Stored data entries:
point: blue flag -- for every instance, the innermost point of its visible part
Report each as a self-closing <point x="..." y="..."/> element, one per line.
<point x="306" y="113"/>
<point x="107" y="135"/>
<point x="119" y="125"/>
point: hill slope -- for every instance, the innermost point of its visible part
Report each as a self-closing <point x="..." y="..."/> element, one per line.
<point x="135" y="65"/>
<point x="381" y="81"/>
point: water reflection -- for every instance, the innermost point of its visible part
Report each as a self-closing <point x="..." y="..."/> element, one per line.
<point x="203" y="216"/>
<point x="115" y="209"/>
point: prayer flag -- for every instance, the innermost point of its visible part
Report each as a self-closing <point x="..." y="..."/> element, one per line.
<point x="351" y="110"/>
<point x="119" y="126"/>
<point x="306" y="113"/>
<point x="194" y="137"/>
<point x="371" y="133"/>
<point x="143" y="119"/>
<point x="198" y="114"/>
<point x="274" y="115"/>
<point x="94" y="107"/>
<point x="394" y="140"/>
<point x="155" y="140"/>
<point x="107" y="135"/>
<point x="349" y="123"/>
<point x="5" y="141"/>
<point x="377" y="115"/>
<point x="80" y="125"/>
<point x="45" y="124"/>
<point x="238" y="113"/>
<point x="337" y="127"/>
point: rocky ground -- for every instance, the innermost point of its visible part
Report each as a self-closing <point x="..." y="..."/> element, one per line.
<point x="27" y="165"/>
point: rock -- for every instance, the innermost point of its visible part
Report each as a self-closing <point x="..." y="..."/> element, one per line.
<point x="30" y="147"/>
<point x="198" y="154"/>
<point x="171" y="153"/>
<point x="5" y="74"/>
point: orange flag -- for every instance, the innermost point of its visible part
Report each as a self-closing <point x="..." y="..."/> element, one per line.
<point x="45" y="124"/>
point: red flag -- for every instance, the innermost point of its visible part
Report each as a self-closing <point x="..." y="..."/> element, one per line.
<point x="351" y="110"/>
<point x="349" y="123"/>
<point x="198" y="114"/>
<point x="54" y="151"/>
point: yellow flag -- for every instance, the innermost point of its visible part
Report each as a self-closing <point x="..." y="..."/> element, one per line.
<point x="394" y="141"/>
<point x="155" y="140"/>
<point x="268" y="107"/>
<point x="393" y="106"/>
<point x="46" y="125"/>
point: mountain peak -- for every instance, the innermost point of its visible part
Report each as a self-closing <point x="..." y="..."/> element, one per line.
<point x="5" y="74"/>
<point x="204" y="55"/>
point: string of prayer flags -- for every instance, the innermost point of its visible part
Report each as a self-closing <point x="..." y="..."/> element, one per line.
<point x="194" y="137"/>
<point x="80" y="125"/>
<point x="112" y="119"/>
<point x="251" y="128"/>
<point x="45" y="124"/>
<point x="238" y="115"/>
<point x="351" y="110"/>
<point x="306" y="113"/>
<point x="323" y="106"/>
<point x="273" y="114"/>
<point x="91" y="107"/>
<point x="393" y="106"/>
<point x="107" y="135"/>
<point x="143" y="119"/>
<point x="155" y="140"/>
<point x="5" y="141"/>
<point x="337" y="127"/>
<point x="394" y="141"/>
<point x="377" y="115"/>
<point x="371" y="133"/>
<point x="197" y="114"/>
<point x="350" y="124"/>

→ **TASK INSTRUCTIONS**: Will you return exactly the lines above from the one with "point: water reflection" down to the one with "point: rocky ground", counting both as part of the range?

→ **ANSWER**:
point: water reflection -- for every instance, the innermost point of its visible part
Report each as a self-closing <point x="..." y="..."/> element, one per line.
<point x="203" y="216"/>
<point x="115" y="209"/>
point: prayer flag -- for every instance, the innermost point of its visible part
Report each as a self-closing <point x="..." y="..."/> element, one per line.
<point x="351" y="110"/>
<point x="119" y="126"/>
<point x="306" y="113"/>
<point x="194" y="137"/>
<point x="371" y="133"/>
<point x="143" y="119"/>
<point x="198" y="114"/>
<point x="274" y="115"/>
<point x="94" y="107"/>
<point x="394" y="140"/>
<point x="155" y="140"/>
<point x="107" y="135"/>
<point x="349" y="123"/>
<point x="5" y="141"/>
<point x="377" y="115"/>
<point x="80" y="125"/>
<point x="45" y="124"/>
<point x="238" y="113"/>
<point x="337" y="127"/>
point: rocky ground -- for every instance, the innermost point of its visible part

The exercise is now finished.